Task statement: Please rewrite the records below as a numbered list of their lines, skipping blank lines and leaving the pictures out.

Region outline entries
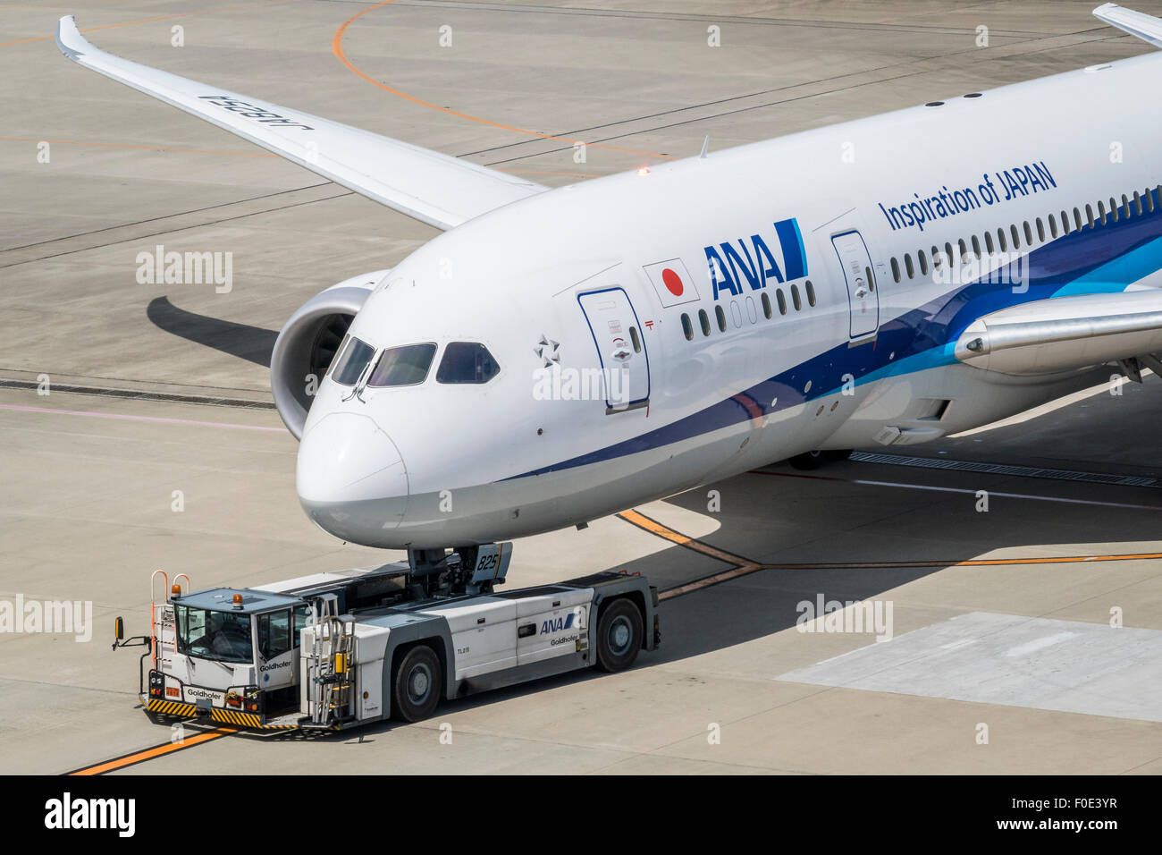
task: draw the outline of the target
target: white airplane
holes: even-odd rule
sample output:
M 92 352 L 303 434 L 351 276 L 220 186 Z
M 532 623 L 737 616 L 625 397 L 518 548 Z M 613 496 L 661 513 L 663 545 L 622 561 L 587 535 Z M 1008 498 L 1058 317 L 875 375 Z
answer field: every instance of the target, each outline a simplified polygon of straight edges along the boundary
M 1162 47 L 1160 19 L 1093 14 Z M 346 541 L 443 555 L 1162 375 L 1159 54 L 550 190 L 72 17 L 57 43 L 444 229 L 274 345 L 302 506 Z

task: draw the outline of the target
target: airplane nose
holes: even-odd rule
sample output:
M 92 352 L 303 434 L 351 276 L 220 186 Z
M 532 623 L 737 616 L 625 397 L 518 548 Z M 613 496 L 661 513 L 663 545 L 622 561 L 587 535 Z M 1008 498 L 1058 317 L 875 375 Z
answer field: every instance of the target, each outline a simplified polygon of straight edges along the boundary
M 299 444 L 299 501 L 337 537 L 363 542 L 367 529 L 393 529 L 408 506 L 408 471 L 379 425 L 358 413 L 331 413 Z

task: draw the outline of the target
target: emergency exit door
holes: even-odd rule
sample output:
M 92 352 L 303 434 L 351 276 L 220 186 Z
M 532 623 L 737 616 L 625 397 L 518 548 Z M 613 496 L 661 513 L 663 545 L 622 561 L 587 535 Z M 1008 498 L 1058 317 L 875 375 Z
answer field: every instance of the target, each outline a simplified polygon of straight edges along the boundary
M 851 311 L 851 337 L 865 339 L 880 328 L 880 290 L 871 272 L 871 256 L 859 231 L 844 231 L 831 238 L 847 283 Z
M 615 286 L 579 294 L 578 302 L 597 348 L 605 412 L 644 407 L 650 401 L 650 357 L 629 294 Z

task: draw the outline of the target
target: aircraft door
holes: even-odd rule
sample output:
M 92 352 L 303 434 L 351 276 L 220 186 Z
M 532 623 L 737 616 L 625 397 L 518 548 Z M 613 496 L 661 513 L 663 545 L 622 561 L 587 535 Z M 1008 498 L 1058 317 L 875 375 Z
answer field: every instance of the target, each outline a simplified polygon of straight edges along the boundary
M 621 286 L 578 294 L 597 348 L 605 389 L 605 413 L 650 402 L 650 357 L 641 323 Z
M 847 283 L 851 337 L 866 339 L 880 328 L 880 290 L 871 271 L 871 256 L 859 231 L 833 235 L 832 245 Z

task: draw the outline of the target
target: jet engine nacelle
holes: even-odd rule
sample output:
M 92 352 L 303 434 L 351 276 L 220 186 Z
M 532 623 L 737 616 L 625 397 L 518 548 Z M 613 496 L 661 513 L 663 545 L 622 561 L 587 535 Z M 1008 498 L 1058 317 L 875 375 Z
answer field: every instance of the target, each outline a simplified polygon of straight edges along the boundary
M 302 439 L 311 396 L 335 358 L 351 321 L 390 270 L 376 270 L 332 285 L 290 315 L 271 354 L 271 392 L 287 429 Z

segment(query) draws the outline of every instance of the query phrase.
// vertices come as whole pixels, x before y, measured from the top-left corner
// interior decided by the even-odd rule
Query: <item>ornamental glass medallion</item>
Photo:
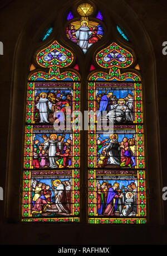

The output:
1. task: draw the outline of the target
2. target: white airplane
3. holes: even-odd rule
4. sample output:
5. M 92 352 L 303 434 L 351 276 L 220 186 Z
6. M 532 623 L 737 616 L 625 397 L 518 548 Z M 613 496 L 661 513 L 663 545 L 622 561 L 587 535 Z M 1008 498 L 1058 317 L 875 375 Z
7. answer field: every instance of the target, each outline a simplified polygon of straight edges along the boundary
8. M 1162 47 L 1160 19 L 1093 14 Z M 346 541 L 443 555 L 1162 375 L 1159 54 L 550 190 L 72 17 L 57 43 L 444 229 L 274 345 L 302 506 Z
9. task: draw the outline of the target
10. target: airplane nose
11. holes: even-odd rule
12. sample output:
13. M 92 352 L 303 434 L 351 276 L 220 186 Z
14. M 532 623 L 737 616 L 625 397 L 518 548 Z M 613 496 L 661 513 L 663 545 L 622 561 L 587 535 Z M 1008 498 L 1058 317 L 875 375 Z
15. answer field: every instance of the target, each outline a simplified polygon of straight edges along the boundary
16. M 299 444 L 299 501 L 337 537 L 363 542 L 367 529 L 393 529 L 408 506 L 408 471 L 379 425 L 358 413 L 331 413 Z
17. task: draw the outline of the target
18. target: emergency exit door
19. holes: even-odd rule
20. sample output:
21. M 92 352 L 303 434 L 351 276 L 220 186 Z
22. M 532 623 L 737 616 L 625 397 L 518 548 Z M 613 496 L 661 513 L 663 545 L 622 561 L 587 535 Z M 1008 498 L 1058 317 L 875 375 Z
23. answer field: every instance of the target, each outline a simplified polygon of straight edges along the boundary
24. M 851 311 L 851 337 L 865 339 L 880 328 L 880 290 L 871 272 L 871 256 L 859 231 L 844 231 L 831 238 L 847 283 Z
25. M 615 286 L 579 294 L 578 302 L 597 348 L 605 412 L 644 407 L 650 401 L 650 357 L 629 294 Z
26. task: draw the outline of the target
27. target: aircraft door
28. holes: even-odd rule
29. sample output:
30. M 92 352 L 303 434 L 351 276 L 220 186 Z
31. M 532 623 L 737 616 L 625 397 L 518 548 Z M 613 496 L 661 513 L 663 545 L 622 561 L 587 535 Z M 1008 498 L 1058 317 L 875 375 Z
32. answer field: every instance of the target, each outline a simplified polygon of straight edges along the boundary
33. M 621 286 L 578 294 L 597 348 L 605 389 L 605 413 L 650 402 L 650 357 L 641 323 Z
34. M 847 283 L 851 337 L 866 339 L 880 328 L 880 290 L 871 271 L 871 256 L 859 231 L 833 235 L 832 245 Z
35. task: draw the outline of the target
36. target: jet engine nacelle
37. holes: even-odd rule
38. sample output:
39. M 92 352 L 303 434 L 351 276 L 220 186 Z
40. M 532 623 L 737 616 L 625 397 L 518 548 Z M 613 496 L 661 513 L 663 545 L 622 561 L 587 535 Z M 1008 498 L 1058 317 L 875 375 Z
41. answer field: every instance of the target, each outline a simplified polygon of straight edges along the boundary
42. M 302 439 L 311 396 L 335 358 L 351 321 L 390 270 L 376 270 L 332 285 L 290 315 L 271 354 L 271 392 L 287 429 Z
43. segment(query) draws the outline of every instance of the query phrase.
44. // vertices come as whole pixels, x before y, measured from the top-left corner
45. // interior decided by the even-odd rule
46. Query: <item>ornamental glass medallion</item>
47. Photo:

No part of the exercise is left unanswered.